(Pointing entries for named objects)
# # # #

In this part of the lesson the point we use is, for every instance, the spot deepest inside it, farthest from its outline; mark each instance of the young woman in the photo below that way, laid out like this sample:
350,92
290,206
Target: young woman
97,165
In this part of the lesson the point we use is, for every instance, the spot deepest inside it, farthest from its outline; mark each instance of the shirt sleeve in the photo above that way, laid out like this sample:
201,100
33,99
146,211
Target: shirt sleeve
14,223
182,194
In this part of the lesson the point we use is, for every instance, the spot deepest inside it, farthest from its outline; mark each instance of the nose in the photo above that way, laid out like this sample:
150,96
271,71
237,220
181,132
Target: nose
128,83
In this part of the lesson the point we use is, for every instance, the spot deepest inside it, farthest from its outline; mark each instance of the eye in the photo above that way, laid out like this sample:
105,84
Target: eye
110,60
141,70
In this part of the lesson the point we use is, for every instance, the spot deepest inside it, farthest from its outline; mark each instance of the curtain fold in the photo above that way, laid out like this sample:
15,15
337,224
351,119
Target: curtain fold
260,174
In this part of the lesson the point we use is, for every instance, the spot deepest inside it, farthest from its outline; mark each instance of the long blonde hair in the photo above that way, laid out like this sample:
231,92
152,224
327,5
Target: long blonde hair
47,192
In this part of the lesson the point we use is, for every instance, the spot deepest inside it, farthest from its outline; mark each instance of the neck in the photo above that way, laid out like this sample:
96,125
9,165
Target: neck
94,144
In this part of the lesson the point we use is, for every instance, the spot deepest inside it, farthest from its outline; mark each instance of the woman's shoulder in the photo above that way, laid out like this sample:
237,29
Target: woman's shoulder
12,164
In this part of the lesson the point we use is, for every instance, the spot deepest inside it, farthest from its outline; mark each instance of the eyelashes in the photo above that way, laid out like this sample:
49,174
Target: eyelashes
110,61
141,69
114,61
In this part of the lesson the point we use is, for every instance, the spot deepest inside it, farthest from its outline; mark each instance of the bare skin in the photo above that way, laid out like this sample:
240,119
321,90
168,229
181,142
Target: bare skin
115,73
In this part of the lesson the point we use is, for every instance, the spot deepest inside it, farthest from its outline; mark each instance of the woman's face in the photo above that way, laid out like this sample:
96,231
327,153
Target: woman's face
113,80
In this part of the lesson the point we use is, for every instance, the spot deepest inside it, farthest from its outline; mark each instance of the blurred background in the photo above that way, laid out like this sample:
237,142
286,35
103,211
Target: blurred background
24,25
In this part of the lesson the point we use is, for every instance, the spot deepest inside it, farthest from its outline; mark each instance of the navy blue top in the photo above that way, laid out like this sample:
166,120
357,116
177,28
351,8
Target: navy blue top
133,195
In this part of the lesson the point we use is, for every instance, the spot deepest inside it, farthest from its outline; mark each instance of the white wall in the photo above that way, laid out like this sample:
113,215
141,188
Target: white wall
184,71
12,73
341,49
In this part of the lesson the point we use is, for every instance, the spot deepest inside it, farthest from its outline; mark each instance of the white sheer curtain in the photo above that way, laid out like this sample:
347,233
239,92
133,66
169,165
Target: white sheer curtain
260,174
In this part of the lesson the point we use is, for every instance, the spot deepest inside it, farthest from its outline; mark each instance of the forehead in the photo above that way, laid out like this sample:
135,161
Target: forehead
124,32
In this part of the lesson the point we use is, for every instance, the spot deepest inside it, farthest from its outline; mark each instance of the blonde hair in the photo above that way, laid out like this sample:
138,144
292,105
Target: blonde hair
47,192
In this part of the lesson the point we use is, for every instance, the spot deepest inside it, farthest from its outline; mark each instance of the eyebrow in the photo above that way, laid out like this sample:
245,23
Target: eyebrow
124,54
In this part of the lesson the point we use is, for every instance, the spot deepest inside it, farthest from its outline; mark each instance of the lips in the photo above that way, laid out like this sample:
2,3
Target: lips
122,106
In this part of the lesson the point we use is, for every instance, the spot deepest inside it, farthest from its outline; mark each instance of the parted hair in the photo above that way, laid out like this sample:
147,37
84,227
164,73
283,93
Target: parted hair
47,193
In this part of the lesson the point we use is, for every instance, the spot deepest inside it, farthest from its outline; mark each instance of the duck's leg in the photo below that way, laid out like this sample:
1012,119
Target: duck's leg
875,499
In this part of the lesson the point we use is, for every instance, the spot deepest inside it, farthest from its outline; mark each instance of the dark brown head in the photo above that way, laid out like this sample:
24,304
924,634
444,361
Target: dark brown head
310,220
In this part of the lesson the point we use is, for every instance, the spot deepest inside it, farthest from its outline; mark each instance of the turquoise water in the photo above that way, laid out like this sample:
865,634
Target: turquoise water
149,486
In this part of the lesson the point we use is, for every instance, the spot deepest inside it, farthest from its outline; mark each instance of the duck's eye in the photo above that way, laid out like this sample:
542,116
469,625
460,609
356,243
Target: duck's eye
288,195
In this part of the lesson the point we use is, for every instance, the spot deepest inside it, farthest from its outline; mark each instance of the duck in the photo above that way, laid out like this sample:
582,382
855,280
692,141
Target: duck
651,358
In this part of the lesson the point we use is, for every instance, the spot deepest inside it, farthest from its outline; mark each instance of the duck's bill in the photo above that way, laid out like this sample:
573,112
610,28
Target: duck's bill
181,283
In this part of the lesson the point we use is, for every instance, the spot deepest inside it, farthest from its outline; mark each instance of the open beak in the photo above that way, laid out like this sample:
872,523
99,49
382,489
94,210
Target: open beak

# # # #

Rewrite every line of the part of the listing that opens with the line containing "the duck's bill" and closes with the last line of the listing, requests included. Shift each coordinate in the answers by adding 76 to every number.

In this part of the lesson the point we use is, for every instance, the spot deepest inside it, farthest from its outline; mark each instance of the duck's bill in the photo above that way, laid out like this sample:
573,112
610,28
Target: duck's bill
257,359
In this part of the lesson the point we use is, for every instance, the spot deepest inside it, farthest from its outline; mark each instance of the open beak in the photo above that way, laid out like this sample:
872,523
99,49
382,489
94,210
Target: open beak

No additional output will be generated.